** Directive **
Update the lines from the one containing "If you could indicate the rippled" through the end of the items, replacing "rippled water" with "calm water" and keeping everything else identical.

Dataset excerpt:
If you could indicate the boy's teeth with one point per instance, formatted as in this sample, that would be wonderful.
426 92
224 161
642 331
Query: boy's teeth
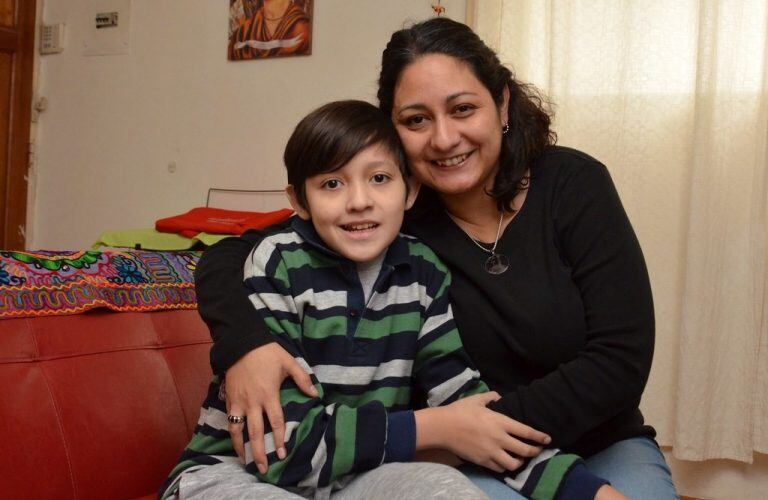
449 162
359 227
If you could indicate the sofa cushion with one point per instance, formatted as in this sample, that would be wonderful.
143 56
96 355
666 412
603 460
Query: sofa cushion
98 405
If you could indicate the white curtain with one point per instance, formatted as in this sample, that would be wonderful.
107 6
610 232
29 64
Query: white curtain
673 98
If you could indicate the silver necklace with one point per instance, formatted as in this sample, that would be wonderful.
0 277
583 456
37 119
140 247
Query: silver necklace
497 263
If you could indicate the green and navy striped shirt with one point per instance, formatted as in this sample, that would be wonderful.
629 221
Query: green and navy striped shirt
370 361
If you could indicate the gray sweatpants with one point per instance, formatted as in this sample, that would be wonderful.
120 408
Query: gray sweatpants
393 481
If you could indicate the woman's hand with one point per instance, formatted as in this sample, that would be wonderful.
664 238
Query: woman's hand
478 434
253 388
607 492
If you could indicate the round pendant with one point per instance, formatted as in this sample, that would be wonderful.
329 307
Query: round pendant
496 264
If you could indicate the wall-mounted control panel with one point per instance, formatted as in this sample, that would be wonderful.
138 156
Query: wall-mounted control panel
52 38
106 20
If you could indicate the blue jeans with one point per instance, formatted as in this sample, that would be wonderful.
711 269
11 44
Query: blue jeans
636 467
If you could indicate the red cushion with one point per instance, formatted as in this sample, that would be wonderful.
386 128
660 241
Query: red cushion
98 405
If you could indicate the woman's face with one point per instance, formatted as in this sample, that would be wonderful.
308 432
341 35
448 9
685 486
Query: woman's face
449 125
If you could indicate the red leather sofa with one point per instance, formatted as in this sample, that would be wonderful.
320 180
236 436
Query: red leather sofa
99 404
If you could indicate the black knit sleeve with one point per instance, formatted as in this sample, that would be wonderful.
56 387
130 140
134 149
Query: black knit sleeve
607 376
236 327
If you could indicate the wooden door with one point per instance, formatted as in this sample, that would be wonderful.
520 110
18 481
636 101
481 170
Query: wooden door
17 45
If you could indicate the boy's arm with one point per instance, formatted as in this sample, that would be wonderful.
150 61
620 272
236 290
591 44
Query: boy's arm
323 441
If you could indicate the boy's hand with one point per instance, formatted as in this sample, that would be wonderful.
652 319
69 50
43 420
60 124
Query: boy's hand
478 434
253 389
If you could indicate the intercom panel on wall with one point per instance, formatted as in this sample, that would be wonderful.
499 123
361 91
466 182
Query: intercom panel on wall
108 27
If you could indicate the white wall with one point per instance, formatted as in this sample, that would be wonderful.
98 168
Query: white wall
115 122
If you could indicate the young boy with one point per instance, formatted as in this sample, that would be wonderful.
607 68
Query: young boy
366 311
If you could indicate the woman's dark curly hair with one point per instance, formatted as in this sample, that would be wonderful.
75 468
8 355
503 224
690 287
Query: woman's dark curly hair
528 114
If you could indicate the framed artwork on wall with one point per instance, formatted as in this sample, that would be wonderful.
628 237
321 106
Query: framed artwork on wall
262 29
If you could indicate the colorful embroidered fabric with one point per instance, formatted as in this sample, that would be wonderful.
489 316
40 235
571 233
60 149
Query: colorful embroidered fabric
50 283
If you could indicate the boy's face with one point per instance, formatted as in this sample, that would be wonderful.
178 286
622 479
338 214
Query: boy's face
357 210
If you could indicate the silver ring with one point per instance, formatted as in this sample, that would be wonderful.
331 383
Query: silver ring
236 419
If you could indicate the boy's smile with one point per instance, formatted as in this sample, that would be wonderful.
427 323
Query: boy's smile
357 209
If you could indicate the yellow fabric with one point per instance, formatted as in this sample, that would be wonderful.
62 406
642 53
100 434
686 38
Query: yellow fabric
150 239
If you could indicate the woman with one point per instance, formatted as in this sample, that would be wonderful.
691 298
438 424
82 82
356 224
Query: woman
550 291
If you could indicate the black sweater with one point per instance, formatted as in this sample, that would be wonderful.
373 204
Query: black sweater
565 335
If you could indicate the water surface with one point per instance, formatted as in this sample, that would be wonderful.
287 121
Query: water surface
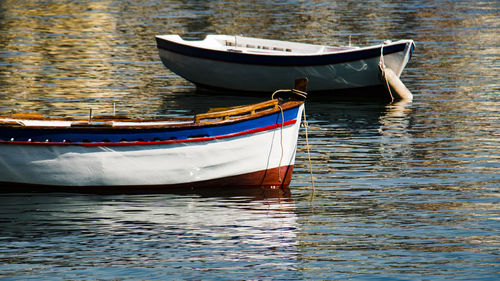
404 191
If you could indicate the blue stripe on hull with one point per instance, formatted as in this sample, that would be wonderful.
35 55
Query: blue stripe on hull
117 134
291 60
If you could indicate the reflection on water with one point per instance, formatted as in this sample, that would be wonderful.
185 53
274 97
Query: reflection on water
402 191
83 235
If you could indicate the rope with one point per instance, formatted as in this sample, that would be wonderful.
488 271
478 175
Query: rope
294 91
306 125
281 142
381 65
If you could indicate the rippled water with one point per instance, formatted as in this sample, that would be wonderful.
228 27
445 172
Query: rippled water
401 191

** Complete response **
If you could indicate the calm water with one point per instance, formatted as in this sample, that would be wonderful.
228 27
445 172
Query: calm water
401 191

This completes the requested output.